--- Start of Extracted records ---

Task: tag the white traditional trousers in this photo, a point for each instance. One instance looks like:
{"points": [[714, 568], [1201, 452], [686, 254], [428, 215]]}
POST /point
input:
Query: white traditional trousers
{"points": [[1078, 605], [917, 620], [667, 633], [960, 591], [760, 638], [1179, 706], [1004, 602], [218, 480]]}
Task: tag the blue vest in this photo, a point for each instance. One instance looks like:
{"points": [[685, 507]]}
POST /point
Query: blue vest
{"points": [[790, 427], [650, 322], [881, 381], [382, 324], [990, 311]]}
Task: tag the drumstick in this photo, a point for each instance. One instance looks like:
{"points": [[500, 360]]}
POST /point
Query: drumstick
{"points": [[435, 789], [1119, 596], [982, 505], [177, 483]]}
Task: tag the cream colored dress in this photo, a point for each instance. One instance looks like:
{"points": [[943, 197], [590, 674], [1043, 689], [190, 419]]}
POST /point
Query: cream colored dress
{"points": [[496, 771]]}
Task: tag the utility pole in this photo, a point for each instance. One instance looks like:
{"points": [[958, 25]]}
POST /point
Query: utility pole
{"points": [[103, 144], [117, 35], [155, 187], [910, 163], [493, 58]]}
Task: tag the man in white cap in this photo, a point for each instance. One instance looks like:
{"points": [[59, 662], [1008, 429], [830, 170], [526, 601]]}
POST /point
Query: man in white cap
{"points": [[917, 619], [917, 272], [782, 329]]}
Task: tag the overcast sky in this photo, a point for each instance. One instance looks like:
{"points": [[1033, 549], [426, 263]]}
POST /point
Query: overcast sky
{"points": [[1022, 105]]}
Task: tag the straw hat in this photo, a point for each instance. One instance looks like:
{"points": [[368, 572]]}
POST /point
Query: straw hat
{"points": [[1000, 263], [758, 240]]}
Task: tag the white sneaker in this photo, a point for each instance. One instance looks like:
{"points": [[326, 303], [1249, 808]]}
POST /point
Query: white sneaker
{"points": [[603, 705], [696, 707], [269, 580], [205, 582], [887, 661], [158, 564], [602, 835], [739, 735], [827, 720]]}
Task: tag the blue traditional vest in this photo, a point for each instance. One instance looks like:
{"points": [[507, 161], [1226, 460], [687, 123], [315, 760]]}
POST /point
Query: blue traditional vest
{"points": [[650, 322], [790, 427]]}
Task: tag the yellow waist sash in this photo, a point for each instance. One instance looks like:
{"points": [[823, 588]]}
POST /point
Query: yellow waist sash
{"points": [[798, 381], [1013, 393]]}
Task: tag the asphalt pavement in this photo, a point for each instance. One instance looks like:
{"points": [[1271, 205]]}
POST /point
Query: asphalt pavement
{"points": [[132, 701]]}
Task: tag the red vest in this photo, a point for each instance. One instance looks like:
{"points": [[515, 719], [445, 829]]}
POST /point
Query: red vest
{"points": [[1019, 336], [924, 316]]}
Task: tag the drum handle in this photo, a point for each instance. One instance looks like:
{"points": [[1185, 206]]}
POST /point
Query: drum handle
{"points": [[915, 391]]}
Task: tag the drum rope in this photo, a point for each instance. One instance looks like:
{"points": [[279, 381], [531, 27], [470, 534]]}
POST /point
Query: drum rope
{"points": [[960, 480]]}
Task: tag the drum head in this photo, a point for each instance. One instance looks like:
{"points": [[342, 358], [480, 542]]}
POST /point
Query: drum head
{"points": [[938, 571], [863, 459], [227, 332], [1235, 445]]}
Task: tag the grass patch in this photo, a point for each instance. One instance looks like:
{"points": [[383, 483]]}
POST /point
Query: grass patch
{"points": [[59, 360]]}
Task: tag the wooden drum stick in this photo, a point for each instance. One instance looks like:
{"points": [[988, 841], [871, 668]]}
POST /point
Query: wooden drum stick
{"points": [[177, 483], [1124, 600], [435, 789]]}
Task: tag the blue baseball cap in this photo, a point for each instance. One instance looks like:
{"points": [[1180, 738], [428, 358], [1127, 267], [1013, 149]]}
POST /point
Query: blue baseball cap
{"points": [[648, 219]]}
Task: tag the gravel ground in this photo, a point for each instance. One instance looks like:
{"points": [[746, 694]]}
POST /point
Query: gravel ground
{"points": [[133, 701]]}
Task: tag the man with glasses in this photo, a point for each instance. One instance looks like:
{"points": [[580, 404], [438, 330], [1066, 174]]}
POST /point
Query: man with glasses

--- End of Extracted records ---

◆ Do this: Please turn the items above into a numbered list, leaving out any blank lines.

◆ Reply:
1. Task: tag the white traditional trousers in this photo, a point for each instance. One instance looks like:
2. {"points": [[714, 568], [1201, 452], [686, 254], [428, 215]]}
3. POST /point
4. input:
5. Query: white traditional trousers
6. {"points": [[1078, 605], [917, 620], [667, 633], [960, 591], [760, 638], [1179, 706], [1004, 602], [218, 480]]}
7. Task: tag the blue vest in this photo, a point for each instance. One instance looks like:
8. {"points": [[685, 507]]}
9. POST /point
10. Query: blue vest
11. {"points": [[790, 427], [650, 322], [881, 381], [382, 324], [990, 311]]}
12. Task: tag the drumstick in this photo, a point for each instance. One instance looks like:
13. {"points": [[500, 360]]}
14. POST /point
15. Query: drumstick
16. {"points": [[435, 789], [1119, 596], [982, 505], [177, 483]]}
17. Task: tag the cream colored dress in this photo, a point for each instance. One instance looks like:
18. {"points": [[943, 197], [590, 674], [1043, 689], [190, 419]]}
19. POST /point
20. Query: cream colored dress
21. {"points": [[496, 771]]}
22. Task: tag the utility pole in this photo, a point for each instance. One instance looks like:
23. {"points": [[958, 25]]}
24. POST /point
25. Query: utility pole
26. {"points": [[103, 144], [117, 35], [155, 187], [910, 163], [493, 58]]}
27. Task: tag the man in white cap in this photo, a point for each instance. One instance looks like:
28. {"points": [[59, 662], [1008, 429], [830, 170], [526, 601]]}
29. POST /point
30. Query: man in white cap
31. {"points": [[917, 619], [917, 272], [782, 329]]}
32. Task: tag the overcast sky in this photo, a point for each instance. One instance looks like:
33. {"points": [[1033, 549], [426, 263]]}
34. POST /point
35. Query: overcast sky
36. {"points": [[1022, 105]]}
37. Task: tag the straw hat in this photo, a point for each instance. One instance looks like:
38. {"points": [[368, 572]]}
39. POST /point
40. Query: straw hat
41. {"points": [[1000, 263], [758, 240]]}
42. Task: tag the white sneaker in this photo, a point for each instance. One instance looks like:
43. {"points": [[326, 303], [1249, 808]]}
44. POST /point
45. Query: white sneaker
46. {"points": [[603, 705], [696, 707], [269, 580], [205, 582], [887, 661], [158, 564], [602, 835], [739, 735], [827, 720]]}
47. Task: tag the blue traditional vest in this photo, a point for each instance. One instance looks like:
48. {"points": [[507, 161], [1226, 460], [687, 123], [315, 760]]}
49. POST /point
50. Query: blue traditional vest
51. {"points": [[650, 322], [790, 427]]}
52. Task: tag the yellow waist sash in this photo, a point for each instance. One instance looks like:
53. {"points": [[823, 588]]}
54. POST /point
55. Query: yellow waist sash
56. {"points": [[798, 381], [1013, 393]]}
57. Task: tag the asphalt pavement in this photo, a point for each instance. One instance looks like:
58. {"points": [[1271, 205]]}
59. POST /point
60. Query: asphalt pavement
61. {"points": [[132, 701]]}
62. Task: tag the red vest in this photo, a point for each instance. One instance looks like:
63. {"points": [[515, 719], [445, 829]]}
64. POST /point
65. Query: red vest
66. {"points": [[1019, 336], [924, 316]]}
67. Task: tag the drum handle in this photo, a point for each instance. One instance looks like:
68. {"points": [[1185, 206]]}
69. POST /point
70. Query: drum handle
71. {"points": [[915, 391]]}
72. Task: tag the drum rope in this photo, a point for each instance. One instance looks like:
73. {"points": [[279, 381], [531, 27], [470, 534]]}
74. POST /point
75. Query: drum rope
76. {"points": [[960, 480]]}
77. Task: tag the drum head in this photo, a point for each instance. One instance looks like:
78. {"points": [[342, 358], [480, 542]]}
79. POST /point
80. Query: drum head
81. {"points": [[938, 571], [863, 459], [227, 332], [1235, 445]]}
82. Task: tag the grass patch in this photo, a point for each instance. One instance looks like:
83. {"points": [[383, 483]]}
84. POST /point
85. Query: grass patch
86. {"points": [[59, 360]]}
87. Task: tag the wooden drum stick in this photo, a point for each instance. One instance looks like:
88. {"points": [[988, 841], [871, 668]]}
89. POST /point
90. Query: wooden drum stick
91. {"points": [[177, 483], [1124, 600], [435, 789]]}
92. Task: tag the blue baseball cap in this photo, a point for each instance. One instance looks like:
93. {"points": [[1180, 738], [428, 358], [1127, 267], [1013, 149]]}
94. POST /point
95. Query: blue baseball cap
96. {"points": [[648, 219]]}
97. Task: tag the gravel ground in this photo, a point for each instance. One instance looks like:
98. {"points": [[746, 694]]}
99. POST /point
100. Query: gravel ground
101. {"points": [[133, 701]]}
102. Task: tag the man with glasses in this photo, a point for each instance. One instance looks like:
103. {"points": [[580, 404], [438, 330], [1066, 174]]}
104. POST /point
105. Query: man with glasses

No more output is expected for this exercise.